• GIVEN TEXT
Haiti damage assessment a priority

U.S. structural engineers training locals to inspect

Stores in downtown Port-au-Prince, Haiti, were tilted at sharp angles by January’s earthquake. McClatchy Tribune (McClatchy Tribune)
Ken Ellingwood Los Angeles Times

PORT-AU-PRINCE, Haiti – Hector Marie Suze and her family have bunked on a bare lot with 22 other families since the Jan. 12 earthquake here toppled two interior walls and big patches of ceiling plaster in her home.

The building appears inhabitable, but Suze still refuses to sleep indoors because she is afraid the continuing aftershocks will finish the job.

“I want a specialist to come and say, officially, that I can come in,” said Suze, 47.

Help is on the way. U.S. structural engineers, including earthquake specialists from California, are putting their Haitian counterparts through a crash course on how to assess quake damage and determine whether a property is safe.

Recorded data
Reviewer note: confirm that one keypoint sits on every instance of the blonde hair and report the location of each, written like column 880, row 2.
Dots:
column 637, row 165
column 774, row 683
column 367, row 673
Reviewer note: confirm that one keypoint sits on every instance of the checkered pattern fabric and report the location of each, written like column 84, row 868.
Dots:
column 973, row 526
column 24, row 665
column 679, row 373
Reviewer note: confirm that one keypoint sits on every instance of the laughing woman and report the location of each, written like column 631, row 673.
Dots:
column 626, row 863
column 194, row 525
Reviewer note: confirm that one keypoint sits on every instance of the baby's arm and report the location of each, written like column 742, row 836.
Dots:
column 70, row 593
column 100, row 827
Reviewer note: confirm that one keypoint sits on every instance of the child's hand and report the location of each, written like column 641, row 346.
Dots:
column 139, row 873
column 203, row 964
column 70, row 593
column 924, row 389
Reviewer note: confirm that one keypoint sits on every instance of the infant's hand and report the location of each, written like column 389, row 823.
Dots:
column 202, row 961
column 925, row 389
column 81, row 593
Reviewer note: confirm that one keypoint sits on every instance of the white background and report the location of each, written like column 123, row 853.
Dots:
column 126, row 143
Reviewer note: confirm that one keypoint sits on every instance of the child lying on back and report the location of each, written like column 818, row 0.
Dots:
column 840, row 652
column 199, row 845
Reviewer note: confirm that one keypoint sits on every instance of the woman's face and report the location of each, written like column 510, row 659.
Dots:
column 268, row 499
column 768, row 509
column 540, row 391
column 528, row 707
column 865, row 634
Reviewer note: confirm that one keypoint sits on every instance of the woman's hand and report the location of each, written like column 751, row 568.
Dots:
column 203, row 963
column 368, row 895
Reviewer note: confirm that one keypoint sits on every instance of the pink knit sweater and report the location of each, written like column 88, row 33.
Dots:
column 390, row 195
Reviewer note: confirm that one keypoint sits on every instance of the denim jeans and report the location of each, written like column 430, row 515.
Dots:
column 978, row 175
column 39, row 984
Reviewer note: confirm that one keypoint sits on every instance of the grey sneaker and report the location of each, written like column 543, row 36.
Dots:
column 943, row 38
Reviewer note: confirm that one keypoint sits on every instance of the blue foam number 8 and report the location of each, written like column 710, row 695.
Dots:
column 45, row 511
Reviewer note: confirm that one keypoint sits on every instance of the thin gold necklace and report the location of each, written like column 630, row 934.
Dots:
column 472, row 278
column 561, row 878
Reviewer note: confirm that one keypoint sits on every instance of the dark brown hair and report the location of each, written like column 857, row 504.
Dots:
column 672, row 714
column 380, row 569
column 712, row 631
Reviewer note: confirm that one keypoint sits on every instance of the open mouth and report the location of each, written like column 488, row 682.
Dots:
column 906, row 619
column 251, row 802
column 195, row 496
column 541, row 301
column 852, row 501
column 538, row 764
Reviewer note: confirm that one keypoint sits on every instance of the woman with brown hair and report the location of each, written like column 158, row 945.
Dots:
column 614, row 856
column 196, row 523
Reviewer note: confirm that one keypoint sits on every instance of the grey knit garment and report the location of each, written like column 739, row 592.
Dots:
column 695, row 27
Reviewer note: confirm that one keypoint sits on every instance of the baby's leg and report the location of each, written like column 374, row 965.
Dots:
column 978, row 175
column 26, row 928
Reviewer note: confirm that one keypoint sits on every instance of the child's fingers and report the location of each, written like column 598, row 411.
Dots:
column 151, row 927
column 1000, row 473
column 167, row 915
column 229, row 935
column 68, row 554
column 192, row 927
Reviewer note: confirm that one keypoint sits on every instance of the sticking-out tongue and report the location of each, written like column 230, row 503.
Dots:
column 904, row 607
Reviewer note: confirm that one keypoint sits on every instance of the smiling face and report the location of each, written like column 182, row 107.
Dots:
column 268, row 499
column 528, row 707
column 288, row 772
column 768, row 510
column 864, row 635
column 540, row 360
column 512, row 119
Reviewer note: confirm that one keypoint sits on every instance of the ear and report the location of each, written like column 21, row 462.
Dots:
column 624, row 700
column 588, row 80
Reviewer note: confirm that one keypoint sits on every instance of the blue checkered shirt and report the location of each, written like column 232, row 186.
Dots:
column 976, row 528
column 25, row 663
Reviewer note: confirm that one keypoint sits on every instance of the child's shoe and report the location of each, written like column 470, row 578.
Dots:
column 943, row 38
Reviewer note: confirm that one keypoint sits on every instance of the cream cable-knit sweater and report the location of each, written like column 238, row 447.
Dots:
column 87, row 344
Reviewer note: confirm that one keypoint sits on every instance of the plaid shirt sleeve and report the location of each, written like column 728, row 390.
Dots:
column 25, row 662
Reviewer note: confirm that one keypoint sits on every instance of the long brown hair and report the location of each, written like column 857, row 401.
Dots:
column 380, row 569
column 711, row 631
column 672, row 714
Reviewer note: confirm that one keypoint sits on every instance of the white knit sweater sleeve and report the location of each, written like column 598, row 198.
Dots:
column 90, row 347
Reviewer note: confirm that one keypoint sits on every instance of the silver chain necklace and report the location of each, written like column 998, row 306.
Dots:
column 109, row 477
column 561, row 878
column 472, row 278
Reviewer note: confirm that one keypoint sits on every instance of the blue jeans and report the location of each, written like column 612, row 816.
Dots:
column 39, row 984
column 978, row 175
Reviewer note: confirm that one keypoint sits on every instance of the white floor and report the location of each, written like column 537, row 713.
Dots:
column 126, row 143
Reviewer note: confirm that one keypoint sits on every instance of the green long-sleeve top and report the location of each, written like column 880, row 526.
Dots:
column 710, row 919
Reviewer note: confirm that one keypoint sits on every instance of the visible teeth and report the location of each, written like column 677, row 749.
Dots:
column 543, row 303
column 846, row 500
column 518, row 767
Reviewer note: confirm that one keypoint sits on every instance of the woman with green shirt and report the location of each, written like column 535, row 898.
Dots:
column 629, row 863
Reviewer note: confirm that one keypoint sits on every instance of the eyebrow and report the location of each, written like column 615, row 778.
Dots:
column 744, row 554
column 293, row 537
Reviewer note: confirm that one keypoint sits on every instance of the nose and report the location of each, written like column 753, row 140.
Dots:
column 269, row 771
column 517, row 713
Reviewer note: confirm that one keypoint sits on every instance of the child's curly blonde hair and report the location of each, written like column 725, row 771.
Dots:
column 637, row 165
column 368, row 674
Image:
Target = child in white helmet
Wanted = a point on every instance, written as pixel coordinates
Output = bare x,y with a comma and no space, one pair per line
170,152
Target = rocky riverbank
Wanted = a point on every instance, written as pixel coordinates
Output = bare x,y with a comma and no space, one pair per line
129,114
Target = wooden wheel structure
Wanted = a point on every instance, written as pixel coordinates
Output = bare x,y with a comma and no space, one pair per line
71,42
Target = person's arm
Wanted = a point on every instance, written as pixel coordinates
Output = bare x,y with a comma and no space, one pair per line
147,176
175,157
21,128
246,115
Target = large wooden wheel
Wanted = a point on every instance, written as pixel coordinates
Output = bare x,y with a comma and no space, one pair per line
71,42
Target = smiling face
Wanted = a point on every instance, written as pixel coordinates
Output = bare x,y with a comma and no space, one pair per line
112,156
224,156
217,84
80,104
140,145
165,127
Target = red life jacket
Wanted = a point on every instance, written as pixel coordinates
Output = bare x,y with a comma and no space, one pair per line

• GIVEN PROBLEM
Write out the entire article on assessing earthquake damage in Haiti word for word, keeping its original wording and line breaks.

• RESULT OF THIS TASK
Haiti damage assessment a priority

U.S. structural engineers training locals to inspect

Stores in downtown Port-au-Prince, Haiti, were tilted at sharp angles by January’s earthquake. McClatchy Tribune (McClatchy Tribune)
Ken Ellingwood Los Angeles Times

PORT-AU-PRINCE, Haiti – Hector Marie Suze and her family have bunked on a bare lot with 22 other families since the Jan. 12 earthquake here toppled two interior walls and big patches of ceiling plaster in her home.

The building appears inhabitable, but Suze still refuses to sleep indoors because she is afraid the continuing aftershocks will finish the job.

“I want a specialist to come and say, officially, that I can come in,” said Suze, 47.

Help is on the way. U.S. structural engineers, including earthquake specialists from California, are putting their Haitian counterparts through a crash course on how to assess quake damage and determine whether a property is safe.